QUOTED TEXT.
——
# Transmission Cross Brace



## Molten (Mar 20, 2015)

Hi
Have any of you guys made your own transmission cross brace or would happen to have the critical dimensions or plans that you could share with me?

Looking to make something like this:

https://www.opgi.com/gto/1968/chassis-suspension/bushings-mounts/CH28439/

Hope someone on here can help

Thanks
Scott


----------



## ALKYGTO (Mar 29, 2010)

Hey Scott, I made my own trans crossmember out of tubular steel and made it a true bolt in rather than the factory "floating" crossmember. To bolt it in I welded in boxing plates on either side of the frame that are flush with the inside channel opening. On either side of the new crossmember I fabricated some simple plates that welded on each end to bolt to the boxing plates. The crossmember has a dip in the center with the transmission mount welded on it. 

This unit from Speedway Motors looks pretty identical to what I fabbed (and would have probably saved me some time :tongue except I have 4 bolt flanges on the ends instead of 3.

Tubular Transmission Mount with 2 Inch Drop - Speedway Motors, America's Oldest Speed Shop


----------



## Molten (Mar 20, 2015)

ALKYGTO said:


> Hey Scott, I made my own trans crossmember out of tubular steel and made it a true bolt in rather than the factory "floating" crossmember. To bolt it in I welded in boxing plates on either side of the frame that are flush with the inside channel opening. On either side of the new crossmember I fabricated some simple plates that welded on each end to bolt to the boxing plates. The crossmember has a dip in the center with the transmission mount welded on it.
> 
> This unit from Speedway Motors looks pretty identical to what I fabbed (and would have probably saved me some time :tongue except I have 4 bolt flanges on the ends instead of 3.
> 
> Tubular Transmission Mount with 2 Inch Drop - Speedway Motors, America's Oldest Speed Shop


Thanks 
Is there any dimensions published anywhere?


----------



## ALKYGTO (Mar 29, 2010)

I wouldn't think you would attempt this if you couldn't read a tape measure. :rolleyes2:

My flanges looked like these - http://www.speedwaymotors.com/Bolt-In-Crossmember-Ends,8937.html


----------



## Molten (Mar 20, 2015)

I have the steel to make the one in my post.

If anyone else made one, I'd be glad of any advice.

The one at speedways does seem like a good cheap alternative though.


----------
——
DATA.
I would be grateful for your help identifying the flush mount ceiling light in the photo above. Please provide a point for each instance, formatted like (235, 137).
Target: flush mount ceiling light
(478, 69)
——
THINGS TO DO.
**A.** From the transmission cross brace thread, copy out the passage that opens with the words containing "# Transmission Cross" and closes with "share with me?".
**B.** Answer these questions about the transmission cross brace thread:
(i) What material did ALKYGTO use to build the trans crossmember?
(ii) How many bolt flanges are on each end of ALKYGTO's crossmember, compared with the Speedway Motors unit?
(iii) What does Molten say is already on hand for making the one in the first post?

EXPECTED ANSWERS.
**A.**
# Transmission Cross Brace



## Molten (Mar 20, 2015)

Hi
Have any of you guys made your own transmission cross brace or would happen to have the critical dimensions or plans that you could share with me?

**B.**
(i) Tubular steel.
(ii) Four, compared with three on the Speedway Motors unit.
(iii) The steel.